■ Task requirements ■
List every line in the records below that contains the string "golf", matching case exactly.

Object position labeling records
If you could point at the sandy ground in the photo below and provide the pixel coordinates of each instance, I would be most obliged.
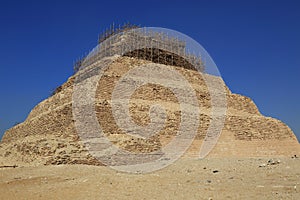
(235, 178)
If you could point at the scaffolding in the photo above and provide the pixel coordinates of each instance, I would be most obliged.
(142, 43)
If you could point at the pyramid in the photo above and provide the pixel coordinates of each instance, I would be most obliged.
(49, 135)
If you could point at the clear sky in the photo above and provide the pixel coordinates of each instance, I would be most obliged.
(255, 44)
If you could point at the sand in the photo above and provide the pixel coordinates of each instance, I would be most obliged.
(209, 178)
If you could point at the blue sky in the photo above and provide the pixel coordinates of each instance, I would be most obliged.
(255, 44)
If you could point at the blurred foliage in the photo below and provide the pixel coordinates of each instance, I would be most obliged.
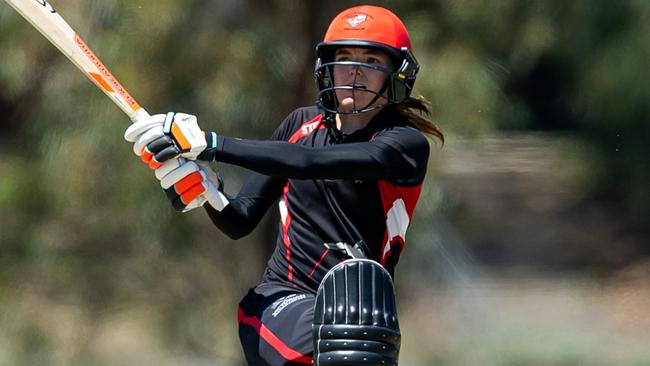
(93, 262)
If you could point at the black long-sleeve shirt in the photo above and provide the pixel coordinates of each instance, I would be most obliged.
(332, 188)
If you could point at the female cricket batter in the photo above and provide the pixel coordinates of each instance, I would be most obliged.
(347, 172)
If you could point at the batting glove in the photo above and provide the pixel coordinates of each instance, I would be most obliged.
(189, 185)
(166, 136)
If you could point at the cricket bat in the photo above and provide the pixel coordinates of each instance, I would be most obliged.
(46, 20)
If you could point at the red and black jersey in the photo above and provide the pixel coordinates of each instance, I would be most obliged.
(331, 188)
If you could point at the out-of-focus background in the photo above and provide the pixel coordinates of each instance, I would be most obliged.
(529, 245)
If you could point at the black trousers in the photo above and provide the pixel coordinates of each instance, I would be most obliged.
(275, 324)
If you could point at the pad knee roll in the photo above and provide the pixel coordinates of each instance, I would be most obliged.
(355, 316)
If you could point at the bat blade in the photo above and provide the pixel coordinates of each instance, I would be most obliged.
(50, 24)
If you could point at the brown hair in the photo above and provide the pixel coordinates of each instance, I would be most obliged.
(416, 110)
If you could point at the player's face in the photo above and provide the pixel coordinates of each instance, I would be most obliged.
(365, 81)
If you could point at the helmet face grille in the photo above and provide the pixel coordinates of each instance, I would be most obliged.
(397, 88)
(366, 26)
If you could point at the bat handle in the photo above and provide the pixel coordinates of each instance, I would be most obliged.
(139, 114)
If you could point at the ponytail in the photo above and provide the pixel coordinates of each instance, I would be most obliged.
(416, 110)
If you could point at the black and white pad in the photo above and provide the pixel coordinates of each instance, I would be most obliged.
(355, 317)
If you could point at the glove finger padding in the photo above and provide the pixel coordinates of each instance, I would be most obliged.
(141, 126)
(144, 139)
(186, 133)
(189, 185)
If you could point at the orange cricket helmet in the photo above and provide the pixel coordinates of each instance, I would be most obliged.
(373, 27)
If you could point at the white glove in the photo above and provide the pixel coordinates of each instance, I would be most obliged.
(163, 137)
(189, 185)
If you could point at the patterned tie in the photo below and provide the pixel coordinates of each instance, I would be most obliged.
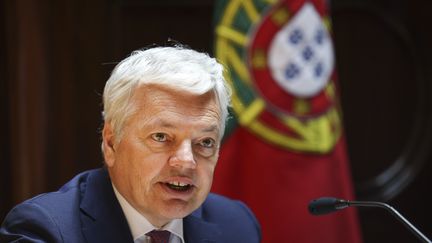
(159, 236)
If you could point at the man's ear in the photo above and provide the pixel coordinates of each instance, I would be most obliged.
(108, 141)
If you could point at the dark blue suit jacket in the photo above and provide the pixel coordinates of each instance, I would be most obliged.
(86, 210)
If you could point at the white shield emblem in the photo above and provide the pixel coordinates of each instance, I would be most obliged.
(301, 54)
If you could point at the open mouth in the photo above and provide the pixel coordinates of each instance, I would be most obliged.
(178, 186)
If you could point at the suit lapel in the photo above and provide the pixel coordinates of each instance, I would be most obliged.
(196, 230)
(101, 214)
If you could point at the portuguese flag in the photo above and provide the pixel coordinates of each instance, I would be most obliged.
(285, 144)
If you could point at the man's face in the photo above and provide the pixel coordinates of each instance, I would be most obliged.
(164, 162)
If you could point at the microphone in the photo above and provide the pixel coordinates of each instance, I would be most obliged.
(327, 205)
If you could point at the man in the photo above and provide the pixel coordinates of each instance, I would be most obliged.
(164, 111)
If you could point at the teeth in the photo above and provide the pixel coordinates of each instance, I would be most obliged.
(177, 183)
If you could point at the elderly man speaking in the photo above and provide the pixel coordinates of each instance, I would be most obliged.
(164, 116)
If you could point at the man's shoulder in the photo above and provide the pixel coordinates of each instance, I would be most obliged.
(67, 194)
(48, 216)
(234, 218)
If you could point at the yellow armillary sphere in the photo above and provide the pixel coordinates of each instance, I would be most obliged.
(280, 65)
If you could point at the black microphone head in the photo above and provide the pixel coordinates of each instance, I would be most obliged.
(326, 205)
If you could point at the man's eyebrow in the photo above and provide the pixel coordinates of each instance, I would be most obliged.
(212, 128)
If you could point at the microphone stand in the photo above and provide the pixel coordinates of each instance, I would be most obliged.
(394, 212)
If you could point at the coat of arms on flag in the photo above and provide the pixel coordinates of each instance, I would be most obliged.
(282, 70)
(287, 145)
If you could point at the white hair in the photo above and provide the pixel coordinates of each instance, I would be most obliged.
(174, 67)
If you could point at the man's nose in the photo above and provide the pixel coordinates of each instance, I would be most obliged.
(183, 156)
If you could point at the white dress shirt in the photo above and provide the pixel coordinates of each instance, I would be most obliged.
(139, 225)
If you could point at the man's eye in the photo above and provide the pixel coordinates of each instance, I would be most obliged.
(208, 143)
(160, 137)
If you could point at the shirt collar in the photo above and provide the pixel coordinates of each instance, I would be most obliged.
(139, 225)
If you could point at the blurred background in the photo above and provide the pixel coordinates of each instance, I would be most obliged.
(55, 57)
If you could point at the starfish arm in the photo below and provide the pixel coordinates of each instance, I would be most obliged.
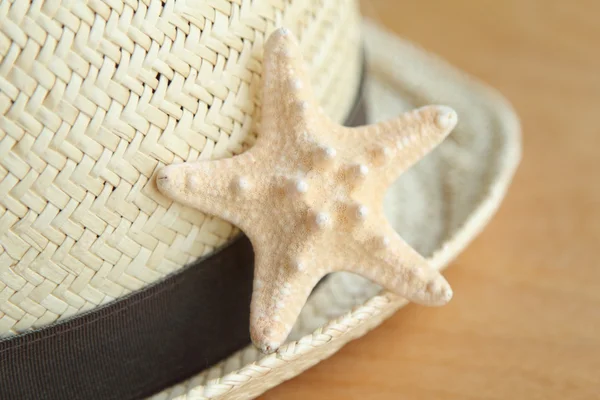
(392, 146)
(216, 187)
(286, 91)
(390, 262)
(281, 288)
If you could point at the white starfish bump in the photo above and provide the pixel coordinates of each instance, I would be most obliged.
(309, 196)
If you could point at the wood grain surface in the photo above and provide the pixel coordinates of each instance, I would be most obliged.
(525, 319)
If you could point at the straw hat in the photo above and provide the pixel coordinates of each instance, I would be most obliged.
(96, 97)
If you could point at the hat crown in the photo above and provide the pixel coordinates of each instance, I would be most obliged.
(96, 97)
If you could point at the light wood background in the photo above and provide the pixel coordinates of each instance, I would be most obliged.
(525, 319)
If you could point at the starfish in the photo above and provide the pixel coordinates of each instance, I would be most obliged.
(309, 196)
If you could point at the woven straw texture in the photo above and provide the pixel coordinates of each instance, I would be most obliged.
(95, 97)
(439, 206)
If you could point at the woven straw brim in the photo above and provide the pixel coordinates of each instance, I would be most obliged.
(439, 206)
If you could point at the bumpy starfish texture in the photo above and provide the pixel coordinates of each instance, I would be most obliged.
(309, 195)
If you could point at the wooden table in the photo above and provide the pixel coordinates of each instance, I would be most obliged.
(525, 319)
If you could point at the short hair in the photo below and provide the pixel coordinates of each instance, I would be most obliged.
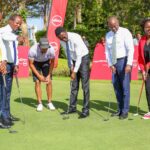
(14, 16)
(58, 30)
(112, 17)
(144, 21)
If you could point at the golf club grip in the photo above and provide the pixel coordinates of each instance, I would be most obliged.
(17, 81)
(4, 80)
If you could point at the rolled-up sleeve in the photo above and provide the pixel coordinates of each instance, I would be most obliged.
(129, 47)
(107, 52)
(3, 50)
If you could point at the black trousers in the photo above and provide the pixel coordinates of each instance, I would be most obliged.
(147, 89)
(83, 74)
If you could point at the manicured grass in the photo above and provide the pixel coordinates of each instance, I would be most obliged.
(47, 131)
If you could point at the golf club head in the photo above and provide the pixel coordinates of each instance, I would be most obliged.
(135, 114)
(13, 131)
(65, 117)
(105, 119)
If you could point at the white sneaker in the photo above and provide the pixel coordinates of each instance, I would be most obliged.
(39, 107)
(51, 106)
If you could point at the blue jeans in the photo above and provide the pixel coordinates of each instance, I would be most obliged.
(5, 93)
(121, 83)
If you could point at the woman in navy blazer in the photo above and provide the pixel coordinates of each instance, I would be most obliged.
(144, 60)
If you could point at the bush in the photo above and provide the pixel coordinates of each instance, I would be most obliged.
(62, 68)
(40, 34)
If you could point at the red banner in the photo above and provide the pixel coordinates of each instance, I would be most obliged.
(57, 15)
(23, 61)
(100, 69)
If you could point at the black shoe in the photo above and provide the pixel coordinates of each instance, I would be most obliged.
(69, 112)
(83, 115)
(7, 122)
(123, 116)
(118, 113)
(13, 118)
(3, 126)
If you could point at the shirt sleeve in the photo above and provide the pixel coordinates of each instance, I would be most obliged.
(3, 50)
(52, 52)
(129, 47)
(31, 53)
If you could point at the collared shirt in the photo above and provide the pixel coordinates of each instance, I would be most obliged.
(9, 37)
(36, 54)
(124, 45)
(77, 49)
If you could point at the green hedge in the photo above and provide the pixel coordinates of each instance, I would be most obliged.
(62, 68)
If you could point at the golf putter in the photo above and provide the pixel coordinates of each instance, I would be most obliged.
(5, 86)
(137, 111)
(66, 115)
(17, 82)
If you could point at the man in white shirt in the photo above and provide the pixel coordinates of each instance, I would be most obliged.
(10, 40)
(78, 61)
(119, 54)
(41, 59)
(2, 72)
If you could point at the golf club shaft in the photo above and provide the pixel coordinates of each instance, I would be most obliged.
(109, 104)
(17, 82)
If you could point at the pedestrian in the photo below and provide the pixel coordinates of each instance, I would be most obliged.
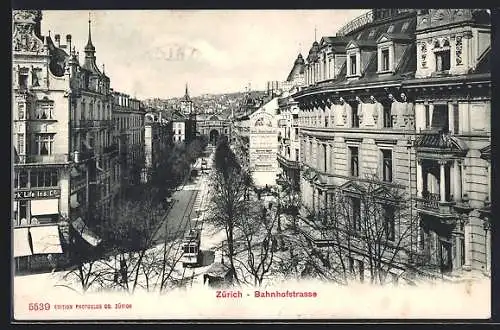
(52, 262)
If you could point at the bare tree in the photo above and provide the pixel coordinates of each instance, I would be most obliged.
(372, 224)
(229, 184)
(258, 234)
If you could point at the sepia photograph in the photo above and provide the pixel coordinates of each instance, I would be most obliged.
(251, 164)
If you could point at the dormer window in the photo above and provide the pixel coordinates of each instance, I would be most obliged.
(353, 64)
(442, 60)
(385, 59)
(405, 26)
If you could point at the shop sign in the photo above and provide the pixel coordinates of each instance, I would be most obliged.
(37, 194)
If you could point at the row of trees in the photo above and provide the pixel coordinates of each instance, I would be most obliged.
(370, 230)
(127, 258)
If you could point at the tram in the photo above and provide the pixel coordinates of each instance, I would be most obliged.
(191, 248)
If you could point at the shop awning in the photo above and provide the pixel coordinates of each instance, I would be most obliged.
(21, 243)
(85, 232)
(46, 239)
(74, 201)
(44, 206)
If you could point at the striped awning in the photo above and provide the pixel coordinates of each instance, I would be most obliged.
(46, 239)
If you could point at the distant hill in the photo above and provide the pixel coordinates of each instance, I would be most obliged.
(208, 103)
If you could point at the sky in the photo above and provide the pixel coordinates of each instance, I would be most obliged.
(154, 53)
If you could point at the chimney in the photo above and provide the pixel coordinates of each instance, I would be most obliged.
(68, 41)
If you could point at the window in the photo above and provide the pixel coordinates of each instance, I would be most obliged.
(21, 110)
(355, 116)
(462, 250)
(354, 166)
(405, 26)
(442, 60)
(356, 213)
(23, 78)
(23, 209)
(351, 264)
(353, 64)
(44, 110)
(427, 117)
(43, 179)
(389, 223)
(385, 59)
(20, 143)
(325, 158)
(387, 165)
(387, 115)
(44, 143)
(440, 117)
(456, 119)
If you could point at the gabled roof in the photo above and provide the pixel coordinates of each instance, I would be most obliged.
(484, 62)
(395, 37)
(363, 44)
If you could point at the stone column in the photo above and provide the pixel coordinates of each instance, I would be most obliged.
(468, 245)
(457, 191)
(451, 121)
(420, 181)
(442, 181)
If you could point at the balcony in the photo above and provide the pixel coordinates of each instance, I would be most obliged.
(288, 162)
(111, 149)
(43, 159)
(432, 204)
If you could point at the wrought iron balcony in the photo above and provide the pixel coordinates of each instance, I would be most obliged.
(431, 203)
(43, 159)
(111, 149)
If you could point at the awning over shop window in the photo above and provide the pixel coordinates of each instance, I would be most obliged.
(46, 239)
(44, 206)
(74, 201)
(21, 243)
(85, 232)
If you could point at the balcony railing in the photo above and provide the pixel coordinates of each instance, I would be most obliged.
(431, 202)
(356, 23)
(43, 159)
(111, 149)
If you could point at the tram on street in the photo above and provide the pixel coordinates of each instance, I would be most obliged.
(191, 248)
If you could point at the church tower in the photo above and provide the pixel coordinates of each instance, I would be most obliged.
(186, 103)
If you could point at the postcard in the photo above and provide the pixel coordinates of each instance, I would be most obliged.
(251, 164)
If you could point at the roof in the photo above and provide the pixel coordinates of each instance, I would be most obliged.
(218, 270)
(484, 63)
(58, 58)
(297, 69)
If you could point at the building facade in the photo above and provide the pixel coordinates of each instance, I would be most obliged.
(157, 141)
(400, 101)
(128, 118)
(263, 144)
(65, 161)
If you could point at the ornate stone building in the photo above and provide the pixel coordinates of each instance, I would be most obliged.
(65, 160)
(128, 118)
(400, 100)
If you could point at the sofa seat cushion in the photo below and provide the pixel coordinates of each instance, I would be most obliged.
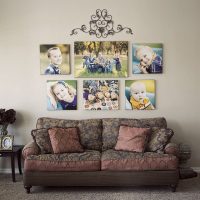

■ Output for this exercise ■
If you could point at the golf club grip in the photo above and provide the pixel coordinates of each instance, I would be most obliged.
If you could point at the golf club head in the photo above and provide the pixel coordinates of each instance, I would be most obliged.
If you could point at the golf putter in the photo above and provide the pixel coordinates of each instance, I would be most obliged.
If you could point at the golf club shaft in the photo above and provide the pixel coordinates of each instance, I would be most obliged.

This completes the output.